* Text excerpt
An Internacionalista 2023 wrote this letter on August, 2023.

Hello All,

Welcome to my friends and family letter after 2 months of being in Guatemala! This letter is part update/part reflections on my time in Guatemala. I am so new here that I feel as though I have very few concrete learnings to share. I hope that you will get to know me better through this letter and in future letters, as well as more about the struggles I am engaging with here. I have been reflecting a lot on my groundings here, especially given all that I have been told about living abroad. As I learn and experience life here, I am finding differences, connections, and people being people. A lot of what I am finding pushes back against this idea of “abroad” as an abstract yet distinctly different life that is supposed to produce a culture shock. 

I’ve never been sure where I’m supposed to feel culture shock in my body. People have told me it’s coming. I wonder will I feel it first on my tongue as I stumble through Spanish or as I eat something so new i dont know its name? Will I feel it rush over all my body like swimming in a river that’s been protected for years by local Indigenous retornados to the land? Will I feel it just in my fingertips as I graze over embroidery made with significance and patience I could only ever dream of? Will it burn my ears as I am surrounded by new languages, music, expressions? I write to you all, waiting for this sense of shock. I’m not sure it’s coming.

 I often find myself drowning in words, mine and other’s. It’s been a while since I’ve struggled with communication. In fact I often feel pride around my ability to play with words. Not here. Miscommunications are frequent. Pride now looks like understanding 70 percent of any given conversation.

* Aim of the exercise
In the letter from Guatemala, what does pride now look like for the writer? The material that follows has no connection to the letter from Guatemala.

* Data under study
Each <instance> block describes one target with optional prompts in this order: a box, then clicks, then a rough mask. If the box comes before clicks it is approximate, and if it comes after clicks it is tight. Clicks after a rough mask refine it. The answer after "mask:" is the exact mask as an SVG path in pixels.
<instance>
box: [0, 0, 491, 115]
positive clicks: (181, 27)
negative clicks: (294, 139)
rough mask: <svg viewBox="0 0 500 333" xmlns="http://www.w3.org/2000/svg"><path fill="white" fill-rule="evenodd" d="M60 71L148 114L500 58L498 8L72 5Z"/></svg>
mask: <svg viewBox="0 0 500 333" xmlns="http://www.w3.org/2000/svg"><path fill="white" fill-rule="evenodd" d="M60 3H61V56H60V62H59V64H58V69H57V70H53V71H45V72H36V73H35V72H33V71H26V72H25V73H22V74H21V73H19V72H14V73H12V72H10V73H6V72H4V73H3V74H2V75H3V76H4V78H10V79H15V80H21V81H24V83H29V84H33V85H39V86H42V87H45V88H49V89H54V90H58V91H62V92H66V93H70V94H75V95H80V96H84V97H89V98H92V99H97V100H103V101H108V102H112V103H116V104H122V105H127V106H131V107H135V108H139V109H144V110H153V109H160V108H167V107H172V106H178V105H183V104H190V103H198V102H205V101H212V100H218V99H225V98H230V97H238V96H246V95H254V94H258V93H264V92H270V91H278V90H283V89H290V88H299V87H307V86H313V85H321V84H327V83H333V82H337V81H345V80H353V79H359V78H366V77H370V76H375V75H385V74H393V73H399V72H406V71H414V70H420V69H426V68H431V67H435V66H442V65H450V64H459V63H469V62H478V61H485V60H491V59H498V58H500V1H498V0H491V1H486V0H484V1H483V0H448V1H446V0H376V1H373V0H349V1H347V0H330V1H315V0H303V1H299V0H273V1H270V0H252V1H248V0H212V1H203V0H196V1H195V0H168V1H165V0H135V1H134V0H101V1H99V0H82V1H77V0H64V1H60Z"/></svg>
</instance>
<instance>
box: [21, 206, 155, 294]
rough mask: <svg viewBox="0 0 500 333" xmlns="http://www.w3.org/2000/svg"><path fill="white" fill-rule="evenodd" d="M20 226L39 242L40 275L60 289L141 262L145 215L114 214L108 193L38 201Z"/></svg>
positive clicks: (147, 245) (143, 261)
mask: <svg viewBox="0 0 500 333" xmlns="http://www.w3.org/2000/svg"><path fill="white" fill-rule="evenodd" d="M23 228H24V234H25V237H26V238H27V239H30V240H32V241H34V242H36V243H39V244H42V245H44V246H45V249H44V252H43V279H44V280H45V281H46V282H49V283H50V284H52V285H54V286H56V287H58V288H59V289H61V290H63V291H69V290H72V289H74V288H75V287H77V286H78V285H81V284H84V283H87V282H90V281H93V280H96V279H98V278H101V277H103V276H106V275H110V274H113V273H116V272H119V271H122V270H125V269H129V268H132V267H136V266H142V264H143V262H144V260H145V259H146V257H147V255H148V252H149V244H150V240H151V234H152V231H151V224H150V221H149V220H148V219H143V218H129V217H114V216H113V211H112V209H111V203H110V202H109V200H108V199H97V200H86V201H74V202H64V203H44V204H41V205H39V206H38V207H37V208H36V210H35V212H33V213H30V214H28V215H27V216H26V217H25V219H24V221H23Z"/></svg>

* Finished exercise
Understanding 70 percent of any given conversation.